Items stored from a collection
--- begin ---
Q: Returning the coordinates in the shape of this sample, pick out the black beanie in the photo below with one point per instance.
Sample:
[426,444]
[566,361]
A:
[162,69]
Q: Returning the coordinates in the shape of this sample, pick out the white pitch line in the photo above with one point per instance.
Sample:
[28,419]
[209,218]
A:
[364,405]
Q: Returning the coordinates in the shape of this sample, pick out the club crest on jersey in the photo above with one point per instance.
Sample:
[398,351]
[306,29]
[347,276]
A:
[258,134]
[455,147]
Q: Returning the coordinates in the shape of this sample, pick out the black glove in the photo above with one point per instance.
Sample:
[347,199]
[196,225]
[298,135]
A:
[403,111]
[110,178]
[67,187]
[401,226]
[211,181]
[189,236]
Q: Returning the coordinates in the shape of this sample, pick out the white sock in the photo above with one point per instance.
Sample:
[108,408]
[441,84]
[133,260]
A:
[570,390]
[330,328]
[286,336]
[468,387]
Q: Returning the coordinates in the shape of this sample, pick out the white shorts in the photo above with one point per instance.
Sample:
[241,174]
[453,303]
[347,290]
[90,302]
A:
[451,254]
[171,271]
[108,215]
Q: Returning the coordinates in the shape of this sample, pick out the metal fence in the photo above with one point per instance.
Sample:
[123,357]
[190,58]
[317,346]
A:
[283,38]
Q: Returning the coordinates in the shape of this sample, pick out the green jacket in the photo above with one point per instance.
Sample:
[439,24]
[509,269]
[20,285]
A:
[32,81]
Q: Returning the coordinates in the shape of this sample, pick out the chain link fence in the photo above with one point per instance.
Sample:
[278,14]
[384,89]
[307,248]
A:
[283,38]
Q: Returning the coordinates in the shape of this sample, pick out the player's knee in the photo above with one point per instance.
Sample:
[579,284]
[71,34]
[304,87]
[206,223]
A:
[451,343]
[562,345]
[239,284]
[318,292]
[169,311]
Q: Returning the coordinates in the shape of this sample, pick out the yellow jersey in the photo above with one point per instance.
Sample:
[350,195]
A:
--- end ---
- _The exercise_: Reproduce every one of the rows above word for word.

- _Response to the exercise_:
Q: Returning the coordinates in the shape of this sample, pick out the black beanie in the photo below with one point per instance.
Sample:
[426,444]
[566,361]
A:
[162,69]
Q: Returning the coordinates in the shape of this sample, pick out the white pitch line in the photo above with one point per instance.
Sample:
[28,419]
[209,218]
A:
[364,405]
Q: Returning the coordinates in the shape of this sample, pick out the club crest on jersey in the photo above with one point per instance.
Sample:
[398,351]
[306,29]
[347,276]
A:
[258,134]
[455,147]
Q: Returning the coordinates in the shape of this sample, pick out the black glove in the photo above with one point per instance.
Sample:
[347,199]
[196,225]
[298,135]
A:
[403,111]
[110,178]
[67,187]
[401,226]
[211,181]
[189,236]
Q: Returning the coordinates in the shape of this sample, pick out the white sock in the photo above with one point per instance.
Sample:
[108,408]
[441,84]
[133,260]
A:
[570,390]
[330,328]
[286,336]
[468,387]
Q: Returning the coordinates in the shape of this sample, pick out the white shorts in the photo above with one point per instance.
Sample:
[241,174]
[453,303]
[347,290]
[90,302]
A:
[451,254]
[171,271]
[108,215]
Q: Returning the coordinates in the shape of this sample, pick out the metal fence in the photo above with one point per instance.
Sample:
[123,357]
[190,58]
[317,346]
A:
[283,38]
Q: Returning the coordinates in the shape of this sample, pick out the green jacket in the photo above with one point per instance.
Sample:
[439,24]
[509,269]
[20,285]
A:
[32,81]
Q: Returning the coordinates in the shape of this sample, pick out the chain link fence in the photo above with one point per instance.
Sample:
[278,14]
[384,89]
[307,248]
A:
[283,38]
Q: Returning the coordinates in the shape of this sample, pick out the player's knee in the photo above with one point per instance.
Sample:
[579,284]
[71,34]
[304,87]
[206,223]
A:
[451,343]
[562,345]
[239,284]
[318,292]
[169,311]
Q: Returning the coordinates in the shape of this sample, pick out the yellow jersey in the photo above with one point per instance.
Sample:
[350,195]
A:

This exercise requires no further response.